§ **Objective 1**
Please set down, word for word, everything in the Lawrence Grossberg profile from "Lawrence Grossberg is" down to "1990 through 2018.".

Crossroads 2018 has an exciting line up

Lawrence Grossberg

Lawrence Grossberg is the Morris Davis Distinguished Professor of Communication and Cultural studies at the University of North Carolina at Chapel Hill (since 1994), and he has held additional appointments in American Studies, Anthropology and Geography. He studied at the Centre for Contemporary Cultural Studies (Birmingham, England) and completed his Ph.D. at the University of Illinois in 1976. He has been honored for his scholarship, teaching and mentorship by the International Communication Association, the (U.S.) National Communication Association and the University of North Carolina. He has been the editor of the journal Cultural Studies from 1990 through 2018.

§ **Objective 2**
Pick out every line in the rows that contains the string "pine". Case counts.

§ **Given information**

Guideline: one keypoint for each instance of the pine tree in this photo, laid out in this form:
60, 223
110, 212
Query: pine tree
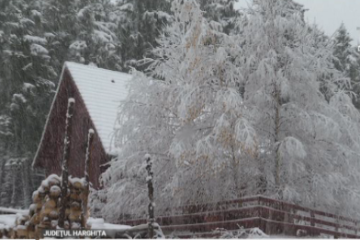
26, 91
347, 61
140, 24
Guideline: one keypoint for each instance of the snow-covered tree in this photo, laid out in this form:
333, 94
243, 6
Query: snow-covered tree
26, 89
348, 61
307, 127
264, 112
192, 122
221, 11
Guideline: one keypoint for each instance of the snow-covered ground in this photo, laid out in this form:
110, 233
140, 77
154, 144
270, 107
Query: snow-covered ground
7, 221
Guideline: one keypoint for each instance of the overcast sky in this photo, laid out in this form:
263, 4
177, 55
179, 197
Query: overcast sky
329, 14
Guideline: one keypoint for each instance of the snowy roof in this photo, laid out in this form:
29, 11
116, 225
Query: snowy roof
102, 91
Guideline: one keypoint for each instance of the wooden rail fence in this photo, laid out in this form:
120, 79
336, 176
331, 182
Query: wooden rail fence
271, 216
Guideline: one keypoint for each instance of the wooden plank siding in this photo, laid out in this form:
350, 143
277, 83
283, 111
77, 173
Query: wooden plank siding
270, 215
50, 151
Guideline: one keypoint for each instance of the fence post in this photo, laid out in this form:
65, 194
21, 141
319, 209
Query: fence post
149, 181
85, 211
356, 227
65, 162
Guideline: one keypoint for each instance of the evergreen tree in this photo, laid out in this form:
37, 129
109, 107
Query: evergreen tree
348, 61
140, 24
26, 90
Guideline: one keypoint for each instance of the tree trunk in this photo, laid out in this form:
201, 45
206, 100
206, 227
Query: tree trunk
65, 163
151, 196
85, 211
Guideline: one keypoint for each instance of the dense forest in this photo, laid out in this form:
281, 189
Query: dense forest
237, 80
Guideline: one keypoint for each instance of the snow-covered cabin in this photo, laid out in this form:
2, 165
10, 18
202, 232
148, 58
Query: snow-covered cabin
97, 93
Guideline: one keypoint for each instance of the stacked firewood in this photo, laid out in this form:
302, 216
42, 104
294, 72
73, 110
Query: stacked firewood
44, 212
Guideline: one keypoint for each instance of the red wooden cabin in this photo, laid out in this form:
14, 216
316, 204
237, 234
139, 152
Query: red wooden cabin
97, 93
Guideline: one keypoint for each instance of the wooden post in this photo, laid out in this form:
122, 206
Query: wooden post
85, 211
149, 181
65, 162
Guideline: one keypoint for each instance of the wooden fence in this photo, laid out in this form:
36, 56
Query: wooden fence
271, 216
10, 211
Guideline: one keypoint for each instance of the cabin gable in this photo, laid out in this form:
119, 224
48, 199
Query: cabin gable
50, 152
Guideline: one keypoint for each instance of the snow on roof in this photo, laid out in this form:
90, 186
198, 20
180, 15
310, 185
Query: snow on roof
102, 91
* * *
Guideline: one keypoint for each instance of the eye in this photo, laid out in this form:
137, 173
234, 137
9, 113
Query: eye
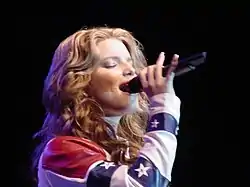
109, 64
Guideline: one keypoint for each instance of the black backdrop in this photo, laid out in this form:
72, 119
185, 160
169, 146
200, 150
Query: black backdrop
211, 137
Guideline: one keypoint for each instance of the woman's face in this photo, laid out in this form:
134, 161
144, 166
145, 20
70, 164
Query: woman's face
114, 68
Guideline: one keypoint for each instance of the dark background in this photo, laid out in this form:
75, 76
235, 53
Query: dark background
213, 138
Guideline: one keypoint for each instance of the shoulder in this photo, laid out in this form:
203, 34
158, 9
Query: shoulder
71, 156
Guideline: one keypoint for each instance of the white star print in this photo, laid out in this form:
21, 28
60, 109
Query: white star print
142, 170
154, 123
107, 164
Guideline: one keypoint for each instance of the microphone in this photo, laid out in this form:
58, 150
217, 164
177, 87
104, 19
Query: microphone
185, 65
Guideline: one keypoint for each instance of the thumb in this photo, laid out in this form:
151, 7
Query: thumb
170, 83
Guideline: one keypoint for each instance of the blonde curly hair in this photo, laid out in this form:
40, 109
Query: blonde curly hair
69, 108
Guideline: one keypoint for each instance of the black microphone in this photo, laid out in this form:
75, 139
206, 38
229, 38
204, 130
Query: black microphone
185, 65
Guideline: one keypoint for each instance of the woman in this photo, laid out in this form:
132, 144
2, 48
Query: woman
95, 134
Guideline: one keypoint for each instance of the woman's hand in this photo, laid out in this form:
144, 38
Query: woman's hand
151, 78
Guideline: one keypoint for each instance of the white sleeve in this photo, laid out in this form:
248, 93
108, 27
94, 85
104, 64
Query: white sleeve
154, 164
...
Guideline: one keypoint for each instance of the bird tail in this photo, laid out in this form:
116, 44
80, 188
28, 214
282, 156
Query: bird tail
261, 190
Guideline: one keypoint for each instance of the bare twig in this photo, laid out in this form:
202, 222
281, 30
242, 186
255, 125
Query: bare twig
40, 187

§ **Output 1**
Lawrence Grossberg is the Morris Davis Distinguished Professor of Communication and Cultural studies at the University of North Carolina at Chapel Hill (since 1994), and he has held additional appointments in American Studies, Anthropology and Geography. He studied at the Centre for Contemporary Cultural Studies (Birmingham, England) and completed his Ph.D. at the University of Illinois in 1976. He has been honored for his scholarship, teaching and mentorship by the International Communication Association, the (U.S.) National Communication Association and the University of North Carolina. He has been the editor of the journal Cultural Studies from 1990 through 2018.

§ **Output 2**
Guideline: one keypoint for each instance of the pine tree in this photo, laid out in this form:
Query: pine tree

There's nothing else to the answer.